Objective A:
According to the Kalman filter passage, into which two parts was the transformation of the two-factor Vasicek model divided?
Objective B:
Please reproduce the Kalman filter passage verbatim from "Formula (23) formed" to "and two factors.".

Passage given:
● ● ● ●
Formula (23) formed the basis of the observation equation in the state space of the Kalman filter method. It showed the relationship between the spot interest rate $I\left(t,\tau \right)$ and two factors.

To estimate the parameters of the two-factor Vasicek model by using the Kalman filter method, it was necessary to transform the model into a state-space representation that can be processed by the Kalman filter method. This research discussed the transformation in two parts: the state equation and the observation equation.

Formulas (19) to (22) formed the basis of the equation of state. Based on Formulas (19) and (20), a one-step transformation became:

$$E\left[Y_1\left(t\right)+\frac{q_1}{{\lambda }_1}|F\left(s\right)\right]=e^{-{\lambda }_1\left(t-s\right)}\left(Y_1\left(s\right)+\frac{q_1}{{\lambda }_1}\right)$$

(24)

$$E\left[Y_2\left(t\right)+\frac{q_2}{{\lambda }_2}|F\left(s\right)\right]=e^{-{\lambda }_2\left(t-s\right)}\left(Y_2\left(s\right)+\frac{q_2}{{\lambda }_2}\right)$$

(25)
● ● ● ●
Data supplied:
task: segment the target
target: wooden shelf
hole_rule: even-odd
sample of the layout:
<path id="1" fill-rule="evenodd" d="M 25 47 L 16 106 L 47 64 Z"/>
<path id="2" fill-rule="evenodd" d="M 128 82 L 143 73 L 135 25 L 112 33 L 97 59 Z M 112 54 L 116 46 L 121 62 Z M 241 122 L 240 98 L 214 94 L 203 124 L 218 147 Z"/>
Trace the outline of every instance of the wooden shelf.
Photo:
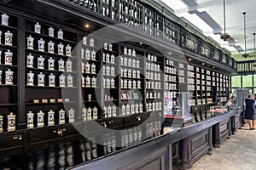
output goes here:
<path id="1" fill-rule="evenodd" d="M 26 31 L 26 33 L 27 34 L 27 36 L 32 36 L 32 37 L 36 37 L 38 38 L 43 38 L 44 41 L 46 40 L 52 40 L 54 42 L 65 42 L 67 44 L 71 44 L 73 45 L 75 44 L 77 42 L 76 41 L 70 41 L 70 40 L 67 40 L 67 39 L 60 39 L 58 37 L 49 37 L 48 35 L 44 35 L 44 34 L 38 34 L 31 31 Z M 65 45 L 65 44 L 64 44 Z"/>

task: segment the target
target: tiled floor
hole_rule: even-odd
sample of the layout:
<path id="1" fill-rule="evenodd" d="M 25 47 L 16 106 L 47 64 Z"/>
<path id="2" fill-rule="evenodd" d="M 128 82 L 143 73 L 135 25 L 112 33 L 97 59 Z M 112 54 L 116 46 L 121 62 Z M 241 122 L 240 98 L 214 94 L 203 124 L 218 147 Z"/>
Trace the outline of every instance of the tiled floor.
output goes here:
<path id="1" fill-rule="evenodd" d="M 242 127 L 220 148 L 214 148 L 212 156 L 196 162 L 192 170 L 255 170 L 256 130 L 248 128 Z"/>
● ● ● ●
Task output A:
The state equation and the observation equation.

Task output B:
Formula (23) formed the basis of the observation equation in the state space of the Kalman filter method. It showed the relationship between the spot interest rate $I\left(t,\tau \right)$ and two factors.